- _Document passage_
★ ★ ★ ★ ★ ★ ★
Could a subset of this bases be used to generate a cofinite subset of all relevant magic squares? ----- Original Message ----- From: "Michael Kleber" <michael.kleber@gmail.com> To: "math-fun" <math-fun@mailman.xmission.com> Sent: Monday, September 26, 2005 9:28 AM Subject: Re: [math-fun] Multiplicative Magic Squares Rich wrote:
I can make up the all-2s matrix in at least two different ways.
Yes, I'm just an idiot; there's no claim of uniqueness at all. Every 4x4 magic square is a sum of those 20, and that's the minimal set of vectors with that property (and *that set* is unique). But sums can arise in multiple ways. Sorry about the confusion.
I think this makes the binomial product below a little generous.
★ ★ ★ ★ ★ ★ ★
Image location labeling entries

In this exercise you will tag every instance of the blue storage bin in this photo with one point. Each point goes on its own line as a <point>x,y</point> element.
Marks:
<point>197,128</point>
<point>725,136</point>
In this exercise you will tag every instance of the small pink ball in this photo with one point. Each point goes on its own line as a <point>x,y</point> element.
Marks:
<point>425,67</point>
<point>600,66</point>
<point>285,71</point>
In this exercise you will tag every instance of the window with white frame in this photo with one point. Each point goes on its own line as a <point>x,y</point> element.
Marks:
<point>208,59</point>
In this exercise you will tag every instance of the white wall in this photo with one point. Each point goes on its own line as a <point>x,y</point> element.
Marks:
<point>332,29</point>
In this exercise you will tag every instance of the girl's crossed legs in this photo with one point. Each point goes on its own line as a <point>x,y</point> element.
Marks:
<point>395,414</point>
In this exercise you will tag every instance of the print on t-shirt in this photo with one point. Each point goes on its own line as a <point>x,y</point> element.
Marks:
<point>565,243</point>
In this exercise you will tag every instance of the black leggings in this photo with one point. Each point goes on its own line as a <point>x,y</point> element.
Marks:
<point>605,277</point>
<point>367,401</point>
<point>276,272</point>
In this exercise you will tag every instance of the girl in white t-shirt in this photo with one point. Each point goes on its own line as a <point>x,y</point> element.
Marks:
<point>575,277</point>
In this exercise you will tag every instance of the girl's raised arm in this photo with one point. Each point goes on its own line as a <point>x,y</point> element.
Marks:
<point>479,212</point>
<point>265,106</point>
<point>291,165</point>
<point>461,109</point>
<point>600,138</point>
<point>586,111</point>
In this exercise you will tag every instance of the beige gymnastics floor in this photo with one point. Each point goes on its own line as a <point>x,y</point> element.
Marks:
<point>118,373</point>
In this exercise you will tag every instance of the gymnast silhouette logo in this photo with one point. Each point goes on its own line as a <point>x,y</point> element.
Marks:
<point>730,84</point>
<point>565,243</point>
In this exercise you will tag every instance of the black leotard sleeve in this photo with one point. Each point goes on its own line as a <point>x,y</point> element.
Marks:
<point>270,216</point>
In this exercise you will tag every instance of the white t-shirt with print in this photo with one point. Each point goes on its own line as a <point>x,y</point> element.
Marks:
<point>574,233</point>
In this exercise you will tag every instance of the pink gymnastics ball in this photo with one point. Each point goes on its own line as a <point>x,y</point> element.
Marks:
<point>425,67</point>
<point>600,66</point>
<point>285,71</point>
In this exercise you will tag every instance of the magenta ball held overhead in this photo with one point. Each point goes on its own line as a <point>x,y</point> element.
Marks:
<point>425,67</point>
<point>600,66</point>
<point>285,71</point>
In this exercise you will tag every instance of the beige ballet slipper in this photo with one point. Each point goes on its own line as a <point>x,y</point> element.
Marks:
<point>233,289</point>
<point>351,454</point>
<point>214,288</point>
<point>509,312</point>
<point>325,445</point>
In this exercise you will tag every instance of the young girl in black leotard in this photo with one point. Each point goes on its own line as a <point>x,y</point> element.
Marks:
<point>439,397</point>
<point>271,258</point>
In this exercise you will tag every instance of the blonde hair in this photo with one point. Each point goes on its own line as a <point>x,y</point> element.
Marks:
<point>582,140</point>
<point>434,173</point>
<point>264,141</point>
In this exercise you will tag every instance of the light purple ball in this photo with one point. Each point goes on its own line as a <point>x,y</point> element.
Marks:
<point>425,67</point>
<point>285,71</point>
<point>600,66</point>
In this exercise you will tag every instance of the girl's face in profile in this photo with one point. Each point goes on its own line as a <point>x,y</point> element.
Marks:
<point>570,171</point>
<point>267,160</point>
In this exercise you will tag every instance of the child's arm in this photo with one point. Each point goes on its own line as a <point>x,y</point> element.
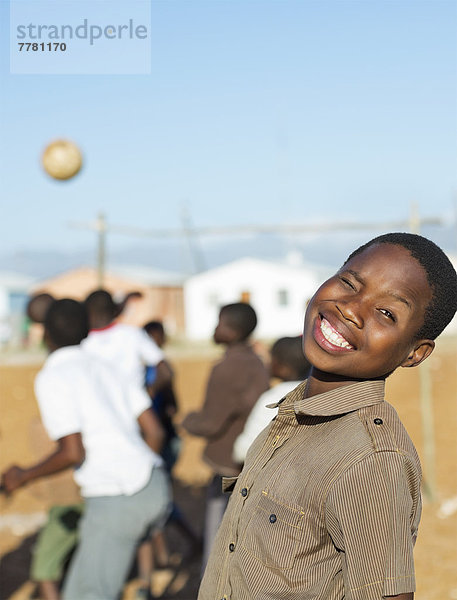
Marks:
<point>221,404</point>
<point>152,430</point>
<point>70,452</point>
<point>372,513</point>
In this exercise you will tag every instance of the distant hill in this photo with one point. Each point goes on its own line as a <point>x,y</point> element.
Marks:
<point>188,257</point>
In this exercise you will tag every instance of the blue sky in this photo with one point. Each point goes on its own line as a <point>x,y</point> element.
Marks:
<point>255,112</point>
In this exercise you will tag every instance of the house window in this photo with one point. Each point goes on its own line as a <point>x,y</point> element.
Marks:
<point>283,297</point>
<point>213,299</point>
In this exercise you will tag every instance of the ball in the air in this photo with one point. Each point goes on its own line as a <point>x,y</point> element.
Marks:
<point>62,159</point>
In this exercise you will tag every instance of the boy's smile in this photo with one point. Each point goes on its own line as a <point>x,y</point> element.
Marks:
<point>362,323</point>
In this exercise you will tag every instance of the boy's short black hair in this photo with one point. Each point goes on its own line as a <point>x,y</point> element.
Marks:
<point>241,317</point>
<point>153,326</point>
<point>38,305</point>
<point>101,304</point>
<point>289,351</point>
<point>66,323</point>
<point>441,277</point>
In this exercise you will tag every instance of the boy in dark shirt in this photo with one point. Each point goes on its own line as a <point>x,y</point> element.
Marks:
<point>328,503</point>
<point>234,386</point>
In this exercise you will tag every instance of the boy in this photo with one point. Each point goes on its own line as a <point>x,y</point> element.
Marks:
<point>96,418</point>
<point>127,347</point>
<point>234,385</point>
<point>328,503</point>
<point>289,366</point>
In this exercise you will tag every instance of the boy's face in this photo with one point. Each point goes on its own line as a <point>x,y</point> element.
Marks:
<point>224,332</point>
<point>362,322</point>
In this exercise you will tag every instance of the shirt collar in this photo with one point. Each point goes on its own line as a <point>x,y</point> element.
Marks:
<point>339,401</point>
<point>61,354</point>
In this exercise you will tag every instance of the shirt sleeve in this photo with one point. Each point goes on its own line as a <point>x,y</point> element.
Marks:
<point>138,399</point>
<point>150,353</point>
<point>58,406</point>
<point>372,515</point>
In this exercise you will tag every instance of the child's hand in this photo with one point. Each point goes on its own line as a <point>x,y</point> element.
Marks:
<point>13,478</point>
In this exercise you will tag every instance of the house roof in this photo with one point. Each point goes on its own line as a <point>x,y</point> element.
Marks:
<point>16,281</point>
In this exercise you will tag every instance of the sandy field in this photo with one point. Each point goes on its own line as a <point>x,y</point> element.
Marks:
<point>425,397</point>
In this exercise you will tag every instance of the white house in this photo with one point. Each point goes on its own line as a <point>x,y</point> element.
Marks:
<point>14,289</point>
<point>278,291</point>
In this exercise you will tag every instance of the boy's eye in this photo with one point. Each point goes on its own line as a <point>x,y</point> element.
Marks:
<point>388,314</point>
<point>347,282</point>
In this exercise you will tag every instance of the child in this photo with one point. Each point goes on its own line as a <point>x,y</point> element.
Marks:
<point>104,429</point>
<point>289,366</point>
<point>234,385</point>
<point>127,347</point>
<point>153,550</point>
<point>328,503</point>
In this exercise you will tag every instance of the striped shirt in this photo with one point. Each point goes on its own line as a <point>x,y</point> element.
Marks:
<point>327,506</point>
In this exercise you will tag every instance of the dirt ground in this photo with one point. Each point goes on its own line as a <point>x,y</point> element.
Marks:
<point>426,399</point>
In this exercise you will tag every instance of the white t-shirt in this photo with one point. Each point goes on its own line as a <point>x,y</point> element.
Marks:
<point>78,393</point>
<point>259,417</point>
<point>129,348</point>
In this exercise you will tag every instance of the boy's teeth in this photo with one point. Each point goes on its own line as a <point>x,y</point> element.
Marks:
<point>333,336</point>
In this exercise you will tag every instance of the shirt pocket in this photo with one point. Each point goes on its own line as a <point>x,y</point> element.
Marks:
<point>273,533</point>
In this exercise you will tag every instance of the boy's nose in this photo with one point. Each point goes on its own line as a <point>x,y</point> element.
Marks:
<point>350,312</point>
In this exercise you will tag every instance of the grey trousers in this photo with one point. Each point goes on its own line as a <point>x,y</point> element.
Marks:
<point>109,532</point>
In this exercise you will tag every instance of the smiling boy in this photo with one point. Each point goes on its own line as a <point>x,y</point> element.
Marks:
<point>328,503</point>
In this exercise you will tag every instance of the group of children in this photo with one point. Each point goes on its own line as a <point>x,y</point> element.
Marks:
<point>325,482</point>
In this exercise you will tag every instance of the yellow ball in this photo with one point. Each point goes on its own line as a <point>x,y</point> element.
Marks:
<point>62,159</point>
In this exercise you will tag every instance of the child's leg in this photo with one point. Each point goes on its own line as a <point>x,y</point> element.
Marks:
<point>109,533</point>
<point>55,542</point>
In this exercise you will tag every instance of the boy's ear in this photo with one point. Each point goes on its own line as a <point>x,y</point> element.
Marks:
<point>421,350</point>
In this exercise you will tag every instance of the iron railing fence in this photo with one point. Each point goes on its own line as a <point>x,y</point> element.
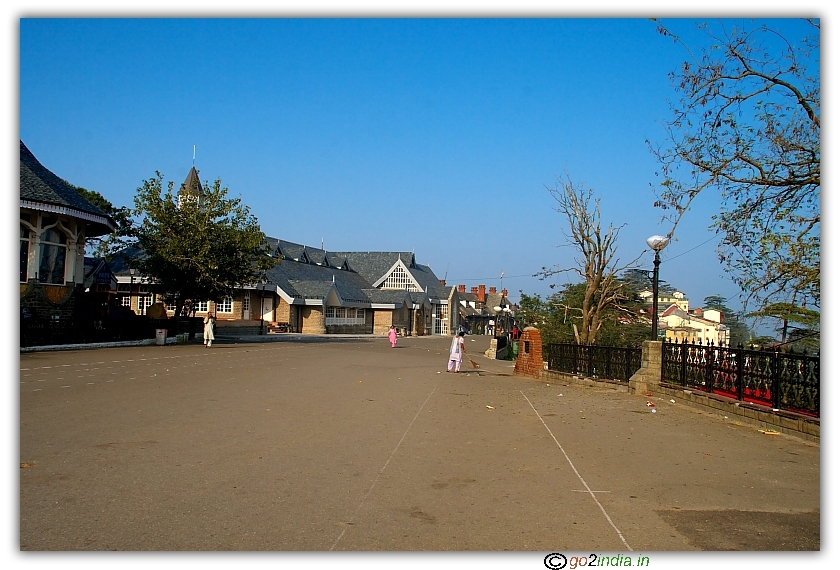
★ ★ ★ ★ ★ ★ ★
- _Set of tasks_
• 1. Answer these from the magic squares message:
(a) On what date was the original message sent?
(b) Which matrix does Rich say he can make up in at least two different ways?
(c) How many vectors are in the minimal set whose sums give every 4x4 magic square?
• 2. Please reproduce the magic squares message from "Yes, I'm just" up to and including "about the confusion.".

- _Responses for each task_
• 1.
(a) Monday, September 26, 2005
(b) The all-2s matrix
(c) 20

• 2.
Yes, I'm just an idiot; there's no claim of uniqueness at all. Every 4x4 magic square is a sum of those 20, and that's the minimal set of vectors with that property (and *that set* is unique). But sums can arise in multiple ways. Sorry about the confusion.